__EXERCISE AIM__
Look through the material below and report every line that includes "cloud".

== Segment start ==

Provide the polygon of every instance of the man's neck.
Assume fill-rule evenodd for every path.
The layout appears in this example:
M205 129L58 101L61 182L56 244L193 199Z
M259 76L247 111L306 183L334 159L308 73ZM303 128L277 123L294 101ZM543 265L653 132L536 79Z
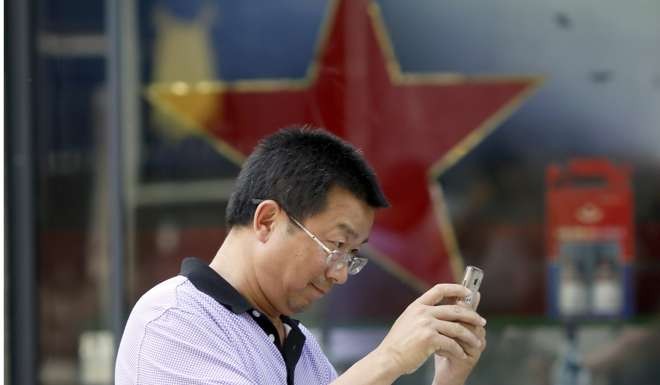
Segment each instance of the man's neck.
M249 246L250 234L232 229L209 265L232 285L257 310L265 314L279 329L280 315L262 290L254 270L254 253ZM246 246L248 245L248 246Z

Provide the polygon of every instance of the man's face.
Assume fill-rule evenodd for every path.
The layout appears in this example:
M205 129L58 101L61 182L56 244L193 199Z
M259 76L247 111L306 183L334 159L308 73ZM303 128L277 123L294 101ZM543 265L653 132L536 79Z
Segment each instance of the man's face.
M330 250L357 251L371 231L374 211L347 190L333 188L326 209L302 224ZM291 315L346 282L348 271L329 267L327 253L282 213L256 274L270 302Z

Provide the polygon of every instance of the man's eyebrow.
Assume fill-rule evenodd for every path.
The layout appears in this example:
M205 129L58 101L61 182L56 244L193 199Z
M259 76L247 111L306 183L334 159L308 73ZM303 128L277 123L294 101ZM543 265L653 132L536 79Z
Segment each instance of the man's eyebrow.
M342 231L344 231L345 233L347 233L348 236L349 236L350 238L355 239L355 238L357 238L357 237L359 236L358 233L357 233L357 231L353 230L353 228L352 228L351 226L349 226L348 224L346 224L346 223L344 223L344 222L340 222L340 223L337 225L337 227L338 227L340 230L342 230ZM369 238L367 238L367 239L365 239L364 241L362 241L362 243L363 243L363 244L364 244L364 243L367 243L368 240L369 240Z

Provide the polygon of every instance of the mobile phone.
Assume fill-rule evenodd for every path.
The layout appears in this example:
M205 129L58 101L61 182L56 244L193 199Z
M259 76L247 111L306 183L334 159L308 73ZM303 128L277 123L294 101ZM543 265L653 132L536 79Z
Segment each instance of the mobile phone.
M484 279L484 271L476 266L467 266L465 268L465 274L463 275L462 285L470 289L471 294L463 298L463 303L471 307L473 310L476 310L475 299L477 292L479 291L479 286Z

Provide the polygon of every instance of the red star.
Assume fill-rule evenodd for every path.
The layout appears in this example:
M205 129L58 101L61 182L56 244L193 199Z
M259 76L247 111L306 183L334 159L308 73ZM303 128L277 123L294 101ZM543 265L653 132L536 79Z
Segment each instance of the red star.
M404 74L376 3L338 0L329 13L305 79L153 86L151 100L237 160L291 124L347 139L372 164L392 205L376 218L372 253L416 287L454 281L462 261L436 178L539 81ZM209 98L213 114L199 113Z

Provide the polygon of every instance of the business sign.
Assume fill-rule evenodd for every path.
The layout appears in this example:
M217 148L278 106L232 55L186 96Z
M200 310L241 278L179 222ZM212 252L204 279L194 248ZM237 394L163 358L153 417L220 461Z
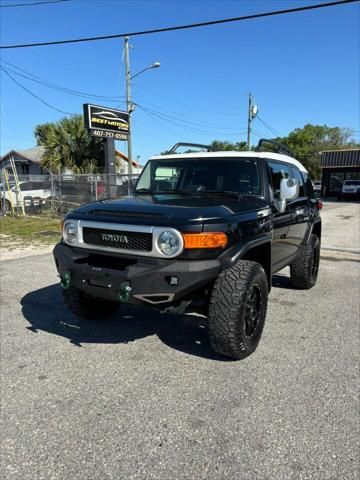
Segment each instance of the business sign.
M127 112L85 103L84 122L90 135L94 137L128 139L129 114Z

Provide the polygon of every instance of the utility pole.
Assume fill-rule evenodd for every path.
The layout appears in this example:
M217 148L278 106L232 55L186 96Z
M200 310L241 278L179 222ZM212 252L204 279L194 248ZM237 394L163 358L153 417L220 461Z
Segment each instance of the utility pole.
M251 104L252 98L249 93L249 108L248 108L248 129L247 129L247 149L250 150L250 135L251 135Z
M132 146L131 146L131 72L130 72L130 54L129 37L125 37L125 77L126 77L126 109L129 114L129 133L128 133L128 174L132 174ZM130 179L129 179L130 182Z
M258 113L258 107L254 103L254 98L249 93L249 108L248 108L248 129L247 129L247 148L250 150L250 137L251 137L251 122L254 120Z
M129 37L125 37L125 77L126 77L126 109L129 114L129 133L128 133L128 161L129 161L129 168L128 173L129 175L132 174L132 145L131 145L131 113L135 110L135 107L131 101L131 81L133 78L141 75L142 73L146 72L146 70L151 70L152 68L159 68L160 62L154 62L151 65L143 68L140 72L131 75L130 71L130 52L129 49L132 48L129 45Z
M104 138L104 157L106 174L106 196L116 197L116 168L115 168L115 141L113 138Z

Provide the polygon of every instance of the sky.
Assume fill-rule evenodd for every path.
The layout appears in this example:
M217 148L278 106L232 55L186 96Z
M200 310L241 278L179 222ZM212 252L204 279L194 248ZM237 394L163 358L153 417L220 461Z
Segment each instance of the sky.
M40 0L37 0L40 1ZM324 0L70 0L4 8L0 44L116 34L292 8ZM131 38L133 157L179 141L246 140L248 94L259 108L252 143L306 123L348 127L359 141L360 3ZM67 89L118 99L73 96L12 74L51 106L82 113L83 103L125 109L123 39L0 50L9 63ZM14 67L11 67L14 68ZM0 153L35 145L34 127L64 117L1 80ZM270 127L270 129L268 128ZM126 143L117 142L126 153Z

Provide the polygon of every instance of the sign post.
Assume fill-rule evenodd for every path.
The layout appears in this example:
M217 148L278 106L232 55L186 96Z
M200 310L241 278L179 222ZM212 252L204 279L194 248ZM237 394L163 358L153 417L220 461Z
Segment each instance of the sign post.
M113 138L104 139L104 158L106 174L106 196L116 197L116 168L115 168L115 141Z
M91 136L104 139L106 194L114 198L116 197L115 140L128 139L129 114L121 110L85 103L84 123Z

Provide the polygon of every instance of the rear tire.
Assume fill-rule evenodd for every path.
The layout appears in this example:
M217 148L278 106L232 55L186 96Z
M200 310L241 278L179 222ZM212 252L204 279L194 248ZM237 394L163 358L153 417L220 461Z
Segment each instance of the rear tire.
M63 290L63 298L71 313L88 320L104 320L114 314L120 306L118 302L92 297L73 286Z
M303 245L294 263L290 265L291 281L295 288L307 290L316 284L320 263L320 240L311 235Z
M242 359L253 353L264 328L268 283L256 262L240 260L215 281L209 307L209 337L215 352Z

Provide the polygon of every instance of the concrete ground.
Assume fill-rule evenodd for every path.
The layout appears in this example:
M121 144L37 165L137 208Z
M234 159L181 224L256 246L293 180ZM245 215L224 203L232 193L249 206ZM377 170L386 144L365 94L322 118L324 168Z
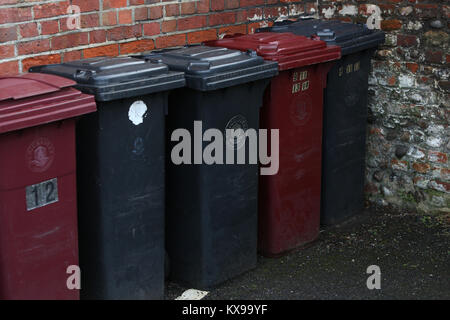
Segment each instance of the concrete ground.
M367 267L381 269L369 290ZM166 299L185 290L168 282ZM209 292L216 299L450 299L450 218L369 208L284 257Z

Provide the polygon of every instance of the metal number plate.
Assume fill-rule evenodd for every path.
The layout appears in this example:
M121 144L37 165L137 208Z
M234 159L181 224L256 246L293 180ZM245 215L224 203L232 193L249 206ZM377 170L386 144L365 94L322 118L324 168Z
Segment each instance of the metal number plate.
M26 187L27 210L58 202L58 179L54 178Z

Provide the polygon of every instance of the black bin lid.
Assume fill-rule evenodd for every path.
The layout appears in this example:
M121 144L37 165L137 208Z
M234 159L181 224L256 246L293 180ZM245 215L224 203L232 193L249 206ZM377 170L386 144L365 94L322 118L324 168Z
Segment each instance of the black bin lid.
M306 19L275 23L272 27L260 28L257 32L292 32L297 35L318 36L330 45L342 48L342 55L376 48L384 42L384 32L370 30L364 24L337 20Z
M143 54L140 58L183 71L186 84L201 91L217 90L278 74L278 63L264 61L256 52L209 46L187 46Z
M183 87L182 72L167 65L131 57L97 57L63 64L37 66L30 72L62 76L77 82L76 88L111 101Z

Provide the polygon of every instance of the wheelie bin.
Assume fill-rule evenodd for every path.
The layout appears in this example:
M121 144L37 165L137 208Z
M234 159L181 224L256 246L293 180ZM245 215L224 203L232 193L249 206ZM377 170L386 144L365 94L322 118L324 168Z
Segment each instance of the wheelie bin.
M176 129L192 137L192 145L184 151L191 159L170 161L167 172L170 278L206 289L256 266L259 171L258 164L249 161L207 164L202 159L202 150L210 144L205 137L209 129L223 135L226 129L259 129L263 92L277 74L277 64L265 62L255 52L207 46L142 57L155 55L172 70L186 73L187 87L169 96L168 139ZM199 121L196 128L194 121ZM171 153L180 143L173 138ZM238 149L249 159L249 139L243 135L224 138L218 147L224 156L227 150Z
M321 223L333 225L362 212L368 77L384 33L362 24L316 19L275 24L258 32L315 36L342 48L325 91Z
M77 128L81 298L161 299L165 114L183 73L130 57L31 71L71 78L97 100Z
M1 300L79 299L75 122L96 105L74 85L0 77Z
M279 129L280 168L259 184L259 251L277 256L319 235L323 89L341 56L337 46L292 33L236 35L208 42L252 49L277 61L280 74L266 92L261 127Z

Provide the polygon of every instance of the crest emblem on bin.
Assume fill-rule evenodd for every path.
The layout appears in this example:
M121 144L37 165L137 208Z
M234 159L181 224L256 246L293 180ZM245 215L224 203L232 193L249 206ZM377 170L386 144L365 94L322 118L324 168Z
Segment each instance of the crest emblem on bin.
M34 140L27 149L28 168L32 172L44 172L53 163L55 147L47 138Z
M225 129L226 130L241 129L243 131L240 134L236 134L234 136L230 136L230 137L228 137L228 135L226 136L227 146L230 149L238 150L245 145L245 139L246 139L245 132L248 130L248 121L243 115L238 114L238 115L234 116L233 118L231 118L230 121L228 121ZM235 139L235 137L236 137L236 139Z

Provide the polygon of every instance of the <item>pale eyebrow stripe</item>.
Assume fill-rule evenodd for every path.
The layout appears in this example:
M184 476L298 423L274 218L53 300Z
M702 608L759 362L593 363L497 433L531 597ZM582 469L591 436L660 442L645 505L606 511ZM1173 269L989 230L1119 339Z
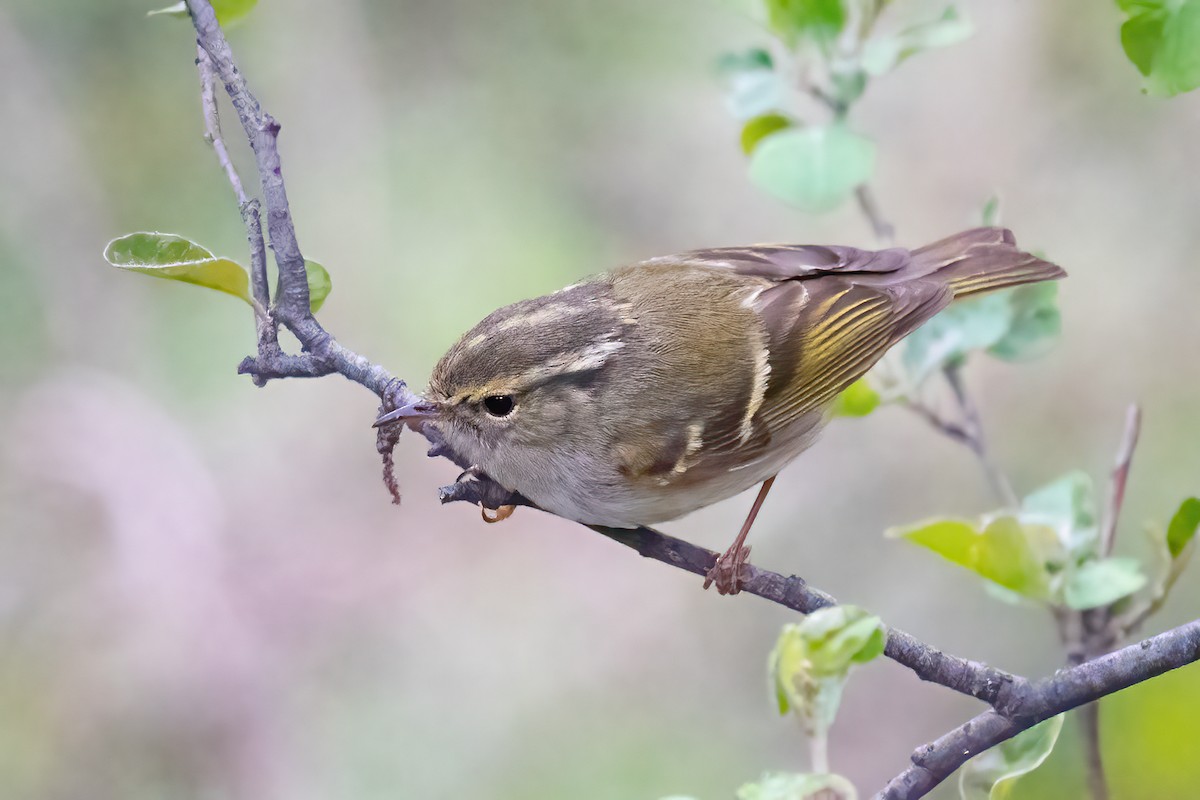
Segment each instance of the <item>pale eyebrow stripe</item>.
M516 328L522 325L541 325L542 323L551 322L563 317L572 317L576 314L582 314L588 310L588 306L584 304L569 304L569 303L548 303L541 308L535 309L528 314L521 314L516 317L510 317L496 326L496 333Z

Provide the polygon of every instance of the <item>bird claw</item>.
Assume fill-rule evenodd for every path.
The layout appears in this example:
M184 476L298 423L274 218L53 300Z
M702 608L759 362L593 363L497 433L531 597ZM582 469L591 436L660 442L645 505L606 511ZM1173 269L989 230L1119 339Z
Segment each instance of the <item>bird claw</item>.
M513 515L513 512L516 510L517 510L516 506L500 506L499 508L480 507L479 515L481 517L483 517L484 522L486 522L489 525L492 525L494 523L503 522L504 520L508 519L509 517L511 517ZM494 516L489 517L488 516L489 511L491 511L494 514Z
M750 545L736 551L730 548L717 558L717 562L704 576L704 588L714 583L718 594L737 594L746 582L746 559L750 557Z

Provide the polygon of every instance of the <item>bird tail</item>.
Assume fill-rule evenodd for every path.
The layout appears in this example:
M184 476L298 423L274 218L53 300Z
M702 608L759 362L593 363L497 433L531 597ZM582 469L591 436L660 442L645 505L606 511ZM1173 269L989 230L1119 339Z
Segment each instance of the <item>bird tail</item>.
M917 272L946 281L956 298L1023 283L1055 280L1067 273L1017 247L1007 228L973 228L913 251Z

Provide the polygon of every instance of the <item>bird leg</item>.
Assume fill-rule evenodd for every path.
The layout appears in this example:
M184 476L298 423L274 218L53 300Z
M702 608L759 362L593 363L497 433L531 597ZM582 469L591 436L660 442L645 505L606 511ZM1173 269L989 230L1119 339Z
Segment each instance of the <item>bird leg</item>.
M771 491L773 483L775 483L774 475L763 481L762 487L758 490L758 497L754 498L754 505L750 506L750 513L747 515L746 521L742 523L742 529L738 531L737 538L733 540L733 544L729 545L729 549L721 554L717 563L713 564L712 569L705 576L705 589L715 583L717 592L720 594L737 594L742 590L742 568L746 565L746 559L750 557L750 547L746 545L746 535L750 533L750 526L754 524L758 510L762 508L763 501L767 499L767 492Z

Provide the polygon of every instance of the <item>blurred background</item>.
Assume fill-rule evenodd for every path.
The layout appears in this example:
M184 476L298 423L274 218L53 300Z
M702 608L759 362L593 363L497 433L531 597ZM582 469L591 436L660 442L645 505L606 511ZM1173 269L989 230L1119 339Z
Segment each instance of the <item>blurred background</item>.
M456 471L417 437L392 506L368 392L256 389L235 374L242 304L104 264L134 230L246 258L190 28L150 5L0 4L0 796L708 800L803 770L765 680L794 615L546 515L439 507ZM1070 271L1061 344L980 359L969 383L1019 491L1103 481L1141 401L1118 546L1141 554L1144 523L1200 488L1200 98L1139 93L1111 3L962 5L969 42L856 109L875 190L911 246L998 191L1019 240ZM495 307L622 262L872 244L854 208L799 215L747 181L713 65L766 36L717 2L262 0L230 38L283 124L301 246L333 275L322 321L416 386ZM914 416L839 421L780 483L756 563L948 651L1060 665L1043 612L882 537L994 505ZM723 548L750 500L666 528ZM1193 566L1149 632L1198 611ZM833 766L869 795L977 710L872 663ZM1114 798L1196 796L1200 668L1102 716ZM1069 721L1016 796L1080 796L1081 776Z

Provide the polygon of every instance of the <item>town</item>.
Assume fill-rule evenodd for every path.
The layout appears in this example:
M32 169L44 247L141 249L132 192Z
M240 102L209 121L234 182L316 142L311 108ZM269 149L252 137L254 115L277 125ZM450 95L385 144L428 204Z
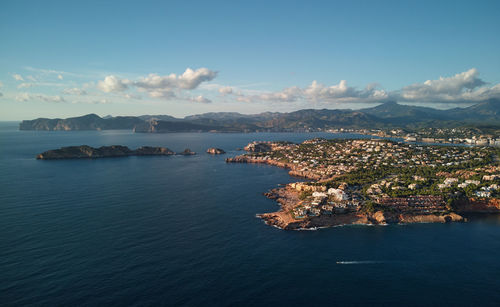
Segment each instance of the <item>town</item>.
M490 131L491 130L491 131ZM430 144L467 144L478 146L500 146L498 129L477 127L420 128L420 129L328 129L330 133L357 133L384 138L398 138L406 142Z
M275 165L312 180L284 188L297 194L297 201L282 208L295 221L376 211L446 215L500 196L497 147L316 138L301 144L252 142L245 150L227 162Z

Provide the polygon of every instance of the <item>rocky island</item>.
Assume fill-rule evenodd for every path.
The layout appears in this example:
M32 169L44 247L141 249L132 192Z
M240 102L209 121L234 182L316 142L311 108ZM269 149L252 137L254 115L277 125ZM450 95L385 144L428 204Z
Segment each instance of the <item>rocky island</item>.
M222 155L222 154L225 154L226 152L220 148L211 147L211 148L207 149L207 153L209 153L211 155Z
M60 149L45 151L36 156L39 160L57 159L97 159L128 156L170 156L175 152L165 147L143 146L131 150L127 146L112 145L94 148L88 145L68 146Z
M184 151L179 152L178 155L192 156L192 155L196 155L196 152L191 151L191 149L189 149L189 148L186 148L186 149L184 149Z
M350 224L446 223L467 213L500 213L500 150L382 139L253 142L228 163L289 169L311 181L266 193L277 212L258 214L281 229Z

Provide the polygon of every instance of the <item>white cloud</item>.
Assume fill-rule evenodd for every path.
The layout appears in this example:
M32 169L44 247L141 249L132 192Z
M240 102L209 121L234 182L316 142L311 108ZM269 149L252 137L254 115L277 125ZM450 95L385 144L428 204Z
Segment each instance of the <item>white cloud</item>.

== Segment end ==

__SOLUTION TO THE EXERCISE__
Provide the polygon of every instance of the <item>white cloud</item>.
Segment each instance of the <item>white cloud</item>.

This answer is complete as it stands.